___ AVAILABLE RECORDS ___

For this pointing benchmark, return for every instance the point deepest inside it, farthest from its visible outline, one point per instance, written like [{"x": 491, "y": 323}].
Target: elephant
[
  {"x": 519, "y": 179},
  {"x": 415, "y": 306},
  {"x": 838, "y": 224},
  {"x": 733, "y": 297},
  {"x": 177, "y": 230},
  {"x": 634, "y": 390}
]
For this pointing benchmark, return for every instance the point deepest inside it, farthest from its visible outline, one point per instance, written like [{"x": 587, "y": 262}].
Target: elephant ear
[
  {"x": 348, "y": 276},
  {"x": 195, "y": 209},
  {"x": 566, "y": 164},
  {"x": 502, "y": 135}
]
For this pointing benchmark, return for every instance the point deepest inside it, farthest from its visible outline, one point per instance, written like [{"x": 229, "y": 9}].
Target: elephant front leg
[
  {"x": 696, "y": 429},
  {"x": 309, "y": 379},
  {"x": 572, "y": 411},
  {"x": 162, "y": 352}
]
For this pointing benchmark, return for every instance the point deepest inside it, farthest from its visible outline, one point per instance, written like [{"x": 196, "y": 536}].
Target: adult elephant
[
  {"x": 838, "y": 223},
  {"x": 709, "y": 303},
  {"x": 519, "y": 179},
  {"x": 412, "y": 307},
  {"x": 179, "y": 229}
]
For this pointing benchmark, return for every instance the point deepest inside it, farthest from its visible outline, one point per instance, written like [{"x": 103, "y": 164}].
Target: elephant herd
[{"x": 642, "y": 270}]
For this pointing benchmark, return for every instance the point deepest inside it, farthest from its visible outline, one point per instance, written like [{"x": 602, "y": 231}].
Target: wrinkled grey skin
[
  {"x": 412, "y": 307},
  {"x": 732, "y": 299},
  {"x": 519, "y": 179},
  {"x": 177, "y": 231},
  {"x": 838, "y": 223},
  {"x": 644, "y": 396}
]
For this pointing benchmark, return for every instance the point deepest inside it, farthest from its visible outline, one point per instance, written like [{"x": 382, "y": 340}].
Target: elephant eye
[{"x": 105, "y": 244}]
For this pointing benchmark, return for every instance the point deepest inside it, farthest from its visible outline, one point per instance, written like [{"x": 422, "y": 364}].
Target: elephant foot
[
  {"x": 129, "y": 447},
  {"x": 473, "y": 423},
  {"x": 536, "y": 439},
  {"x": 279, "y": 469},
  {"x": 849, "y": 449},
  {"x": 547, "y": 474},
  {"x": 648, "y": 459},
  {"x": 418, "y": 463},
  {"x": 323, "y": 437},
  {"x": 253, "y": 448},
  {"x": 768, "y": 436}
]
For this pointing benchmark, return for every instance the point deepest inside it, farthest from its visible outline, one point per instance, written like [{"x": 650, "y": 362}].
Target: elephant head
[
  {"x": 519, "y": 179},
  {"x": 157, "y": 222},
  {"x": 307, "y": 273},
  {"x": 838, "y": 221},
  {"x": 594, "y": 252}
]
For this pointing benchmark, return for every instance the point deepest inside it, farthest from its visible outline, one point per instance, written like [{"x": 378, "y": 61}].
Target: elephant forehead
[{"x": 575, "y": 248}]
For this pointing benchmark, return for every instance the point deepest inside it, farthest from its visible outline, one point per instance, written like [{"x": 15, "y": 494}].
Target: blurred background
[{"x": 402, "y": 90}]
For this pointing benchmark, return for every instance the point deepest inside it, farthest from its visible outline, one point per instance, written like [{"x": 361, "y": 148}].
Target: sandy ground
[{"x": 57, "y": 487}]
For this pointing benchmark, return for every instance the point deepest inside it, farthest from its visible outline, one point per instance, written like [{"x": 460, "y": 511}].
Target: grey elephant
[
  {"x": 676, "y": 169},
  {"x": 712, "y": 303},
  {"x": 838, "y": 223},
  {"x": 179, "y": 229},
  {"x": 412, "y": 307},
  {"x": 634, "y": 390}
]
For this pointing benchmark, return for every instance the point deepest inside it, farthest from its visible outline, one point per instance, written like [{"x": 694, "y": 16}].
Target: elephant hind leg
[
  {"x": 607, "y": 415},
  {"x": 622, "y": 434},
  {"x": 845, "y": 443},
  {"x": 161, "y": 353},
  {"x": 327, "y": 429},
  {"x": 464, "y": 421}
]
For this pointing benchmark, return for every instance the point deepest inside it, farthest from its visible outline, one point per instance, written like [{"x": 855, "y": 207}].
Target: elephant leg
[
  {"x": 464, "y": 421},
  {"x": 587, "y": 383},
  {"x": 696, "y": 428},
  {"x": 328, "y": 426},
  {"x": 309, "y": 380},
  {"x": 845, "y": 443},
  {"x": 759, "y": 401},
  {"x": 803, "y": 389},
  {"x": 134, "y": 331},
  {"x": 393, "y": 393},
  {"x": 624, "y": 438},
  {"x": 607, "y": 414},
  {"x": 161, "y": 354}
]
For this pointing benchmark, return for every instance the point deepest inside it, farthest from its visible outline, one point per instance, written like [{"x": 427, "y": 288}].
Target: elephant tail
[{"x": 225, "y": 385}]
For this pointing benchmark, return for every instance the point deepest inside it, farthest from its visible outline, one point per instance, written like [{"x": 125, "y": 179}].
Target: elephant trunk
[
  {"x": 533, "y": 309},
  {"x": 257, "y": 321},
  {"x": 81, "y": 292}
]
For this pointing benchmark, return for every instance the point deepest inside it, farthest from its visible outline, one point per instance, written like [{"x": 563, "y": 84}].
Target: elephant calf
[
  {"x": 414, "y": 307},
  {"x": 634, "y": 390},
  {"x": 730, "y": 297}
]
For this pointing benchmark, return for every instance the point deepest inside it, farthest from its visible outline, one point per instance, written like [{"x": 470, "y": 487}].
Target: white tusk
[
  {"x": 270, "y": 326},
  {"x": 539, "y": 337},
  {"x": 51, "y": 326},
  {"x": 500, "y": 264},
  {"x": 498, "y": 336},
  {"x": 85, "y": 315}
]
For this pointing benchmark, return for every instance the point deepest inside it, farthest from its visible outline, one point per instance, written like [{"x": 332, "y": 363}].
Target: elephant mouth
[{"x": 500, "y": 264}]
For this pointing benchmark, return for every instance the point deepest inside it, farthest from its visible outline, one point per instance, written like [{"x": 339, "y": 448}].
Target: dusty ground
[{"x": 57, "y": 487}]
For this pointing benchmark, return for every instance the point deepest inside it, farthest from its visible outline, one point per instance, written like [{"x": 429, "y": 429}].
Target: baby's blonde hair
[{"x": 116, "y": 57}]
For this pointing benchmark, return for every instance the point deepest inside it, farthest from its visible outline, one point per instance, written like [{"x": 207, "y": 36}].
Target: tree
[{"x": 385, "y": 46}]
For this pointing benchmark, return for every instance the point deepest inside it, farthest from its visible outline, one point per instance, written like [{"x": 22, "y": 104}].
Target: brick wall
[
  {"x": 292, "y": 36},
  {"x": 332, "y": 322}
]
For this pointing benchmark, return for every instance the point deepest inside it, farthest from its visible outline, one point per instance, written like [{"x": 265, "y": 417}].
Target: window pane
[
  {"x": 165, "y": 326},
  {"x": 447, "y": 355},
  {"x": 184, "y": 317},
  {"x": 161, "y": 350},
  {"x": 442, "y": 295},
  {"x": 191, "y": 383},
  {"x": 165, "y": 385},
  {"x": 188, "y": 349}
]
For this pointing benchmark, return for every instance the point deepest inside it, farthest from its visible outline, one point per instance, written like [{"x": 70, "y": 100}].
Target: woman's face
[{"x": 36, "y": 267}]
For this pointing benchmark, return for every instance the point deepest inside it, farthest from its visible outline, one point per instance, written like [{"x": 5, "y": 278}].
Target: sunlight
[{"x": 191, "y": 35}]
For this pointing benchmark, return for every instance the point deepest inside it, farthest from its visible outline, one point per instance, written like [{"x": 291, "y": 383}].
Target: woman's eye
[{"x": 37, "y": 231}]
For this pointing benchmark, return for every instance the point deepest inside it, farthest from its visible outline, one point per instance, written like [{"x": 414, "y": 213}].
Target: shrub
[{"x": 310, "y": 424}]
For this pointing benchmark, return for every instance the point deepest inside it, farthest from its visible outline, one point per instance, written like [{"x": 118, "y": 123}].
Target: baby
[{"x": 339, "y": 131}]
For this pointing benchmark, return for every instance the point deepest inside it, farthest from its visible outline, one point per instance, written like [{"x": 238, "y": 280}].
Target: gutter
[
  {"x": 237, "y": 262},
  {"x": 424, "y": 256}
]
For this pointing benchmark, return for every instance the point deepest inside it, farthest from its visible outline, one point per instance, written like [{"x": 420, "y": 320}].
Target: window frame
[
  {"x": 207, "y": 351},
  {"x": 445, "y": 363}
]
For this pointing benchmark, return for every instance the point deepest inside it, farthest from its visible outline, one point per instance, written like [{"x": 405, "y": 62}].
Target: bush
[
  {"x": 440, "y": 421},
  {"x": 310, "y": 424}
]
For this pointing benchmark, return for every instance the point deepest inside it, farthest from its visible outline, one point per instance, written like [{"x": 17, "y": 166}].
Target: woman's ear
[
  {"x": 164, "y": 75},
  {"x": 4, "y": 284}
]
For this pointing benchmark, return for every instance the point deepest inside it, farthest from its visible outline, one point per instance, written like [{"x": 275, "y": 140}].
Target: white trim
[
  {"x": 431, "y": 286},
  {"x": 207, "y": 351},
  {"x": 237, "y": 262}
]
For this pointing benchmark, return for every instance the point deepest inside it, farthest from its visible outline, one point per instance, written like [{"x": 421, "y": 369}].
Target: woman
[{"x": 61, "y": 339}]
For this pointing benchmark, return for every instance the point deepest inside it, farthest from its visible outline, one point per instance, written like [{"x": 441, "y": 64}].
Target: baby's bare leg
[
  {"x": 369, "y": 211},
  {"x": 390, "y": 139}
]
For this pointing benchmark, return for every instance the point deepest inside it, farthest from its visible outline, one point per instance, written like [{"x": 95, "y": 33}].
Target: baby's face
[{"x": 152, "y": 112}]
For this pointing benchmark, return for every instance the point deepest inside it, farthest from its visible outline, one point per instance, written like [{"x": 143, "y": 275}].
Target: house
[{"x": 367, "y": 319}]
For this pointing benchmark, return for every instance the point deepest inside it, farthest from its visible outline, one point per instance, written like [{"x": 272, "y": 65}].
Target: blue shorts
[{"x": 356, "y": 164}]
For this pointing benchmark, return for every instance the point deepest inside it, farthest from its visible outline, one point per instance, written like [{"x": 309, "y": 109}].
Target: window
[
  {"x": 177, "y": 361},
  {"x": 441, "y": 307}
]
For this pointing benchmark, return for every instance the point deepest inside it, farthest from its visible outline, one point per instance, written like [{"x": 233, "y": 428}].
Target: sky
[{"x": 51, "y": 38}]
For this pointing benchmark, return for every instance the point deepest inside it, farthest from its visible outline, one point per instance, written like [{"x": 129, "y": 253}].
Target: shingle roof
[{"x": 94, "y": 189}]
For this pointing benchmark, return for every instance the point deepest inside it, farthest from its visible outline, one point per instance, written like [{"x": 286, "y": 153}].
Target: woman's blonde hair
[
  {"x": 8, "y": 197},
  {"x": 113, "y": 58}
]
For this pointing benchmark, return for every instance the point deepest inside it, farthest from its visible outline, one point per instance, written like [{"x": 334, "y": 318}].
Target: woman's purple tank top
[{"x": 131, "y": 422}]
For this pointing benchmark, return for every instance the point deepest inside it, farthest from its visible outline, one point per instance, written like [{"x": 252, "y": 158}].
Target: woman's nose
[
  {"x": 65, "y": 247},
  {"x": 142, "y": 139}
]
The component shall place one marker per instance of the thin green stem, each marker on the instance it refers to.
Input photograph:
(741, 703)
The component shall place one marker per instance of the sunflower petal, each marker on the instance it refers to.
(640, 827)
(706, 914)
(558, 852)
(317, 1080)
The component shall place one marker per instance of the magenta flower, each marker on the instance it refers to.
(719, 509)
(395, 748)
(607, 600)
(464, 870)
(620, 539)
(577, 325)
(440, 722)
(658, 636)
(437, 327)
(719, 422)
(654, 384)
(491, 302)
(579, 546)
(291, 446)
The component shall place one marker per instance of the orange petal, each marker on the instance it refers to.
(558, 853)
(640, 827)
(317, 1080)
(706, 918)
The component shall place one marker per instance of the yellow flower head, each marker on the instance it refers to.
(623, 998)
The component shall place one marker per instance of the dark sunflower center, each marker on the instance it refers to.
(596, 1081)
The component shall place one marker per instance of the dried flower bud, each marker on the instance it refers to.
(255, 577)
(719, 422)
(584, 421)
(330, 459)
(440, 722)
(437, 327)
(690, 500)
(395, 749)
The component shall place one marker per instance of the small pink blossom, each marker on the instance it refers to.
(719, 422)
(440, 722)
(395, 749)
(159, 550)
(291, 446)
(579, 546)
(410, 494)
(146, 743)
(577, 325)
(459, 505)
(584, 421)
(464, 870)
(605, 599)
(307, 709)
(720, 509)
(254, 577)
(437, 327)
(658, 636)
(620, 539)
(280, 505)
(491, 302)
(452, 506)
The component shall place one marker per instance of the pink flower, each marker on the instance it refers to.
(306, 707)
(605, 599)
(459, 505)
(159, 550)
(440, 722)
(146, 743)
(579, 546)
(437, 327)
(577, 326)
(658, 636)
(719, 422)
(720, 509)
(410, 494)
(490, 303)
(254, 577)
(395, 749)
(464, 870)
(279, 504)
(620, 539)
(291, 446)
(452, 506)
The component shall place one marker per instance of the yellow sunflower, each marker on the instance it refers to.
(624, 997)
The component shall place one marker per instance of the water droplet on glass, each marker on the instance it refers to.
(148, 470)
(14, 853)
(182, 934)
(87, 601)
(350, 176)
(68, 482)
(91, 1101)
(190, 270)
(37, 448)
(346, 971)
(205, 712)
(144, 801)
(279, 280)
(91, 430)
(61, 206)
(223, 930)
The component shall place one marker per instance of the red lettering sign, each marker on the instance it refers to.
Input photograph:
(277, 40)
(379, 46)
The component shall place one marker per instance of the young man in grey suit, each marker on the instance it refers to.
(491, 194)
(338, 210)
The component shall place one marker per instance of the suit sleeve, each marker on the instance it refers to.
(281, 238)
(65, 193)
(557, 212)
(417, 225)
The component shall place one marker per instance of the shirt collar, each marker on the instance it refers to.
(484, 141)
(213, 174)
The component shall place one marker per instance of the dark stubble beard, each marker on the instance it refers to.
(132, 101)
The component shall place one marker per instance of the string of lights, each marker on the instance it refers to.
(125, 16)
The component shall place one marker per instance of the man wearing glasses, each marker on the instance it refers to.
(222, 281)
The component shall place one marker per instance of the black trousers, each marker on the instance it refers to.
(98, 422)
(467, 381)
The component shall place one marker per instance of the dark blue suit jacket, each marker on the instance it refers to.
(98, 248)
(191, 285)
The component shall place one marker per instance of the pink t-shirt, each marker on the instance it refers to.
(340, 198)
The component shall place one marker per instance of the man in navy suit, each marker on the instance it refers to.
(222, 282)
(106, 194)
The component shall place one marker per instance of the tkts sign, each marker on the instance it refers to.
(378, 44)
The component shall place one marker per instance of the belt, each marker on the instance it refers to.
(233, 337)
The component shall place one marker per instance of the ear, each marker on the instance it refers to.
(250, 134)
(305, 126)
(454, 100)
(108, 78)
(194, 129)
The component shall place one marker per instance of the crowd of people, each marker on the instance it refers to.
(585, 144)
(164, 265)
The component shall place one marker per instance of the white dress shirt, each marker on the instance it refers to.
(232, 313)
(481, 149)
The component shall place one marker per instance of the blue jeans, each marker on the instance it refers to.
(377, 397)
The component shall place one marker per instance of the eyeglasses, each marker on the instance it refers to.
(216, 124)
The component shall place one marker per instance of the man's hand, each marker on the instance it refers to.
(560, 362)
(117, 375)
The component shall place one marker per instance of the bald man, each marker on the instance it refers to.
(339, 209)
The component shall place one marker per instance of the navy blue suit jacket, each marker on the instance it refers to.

___

▶ **REQUIREMENTS**
Please replace "component" with "module" in everything from the line containing "the ear, each" down to the end of the entries, keeping all else unchanged. Return only those lines.

▶ **FINAL ANSWER**
The module shall place one marker per instance of the ear, each marker on the instance it refers to.
(250, 134)
(305, 126)
(454, 100)
(108, 78)
(194, 129)
The module shall place one marker per instance of the crowd of people, each marker on the instance it refers to.
(585, 144)
(164, 265)
The module shall place one marker per instance of the white dress shirt, each marker on the instance it refers to.
(232, 313)
(481, 149)
The module shall place one marker per instance of the blue jeans, each marker on the instance it refers to.
(377, 397)
The module shall place one marker per instance of the eyeglasses, each marker on the instance it refers to.
(216, 124)
The module shall place one marker per instance of the man's hand, each marker on the instance it refers to.
(560, 362)
(117, 375)
The module shall place one marker per instance of the bald man, each marker on the instance it refers to.
(339, 209)
The module shall place one marker per instance of the navy blue suit jacket, each marker on the instance it refers to.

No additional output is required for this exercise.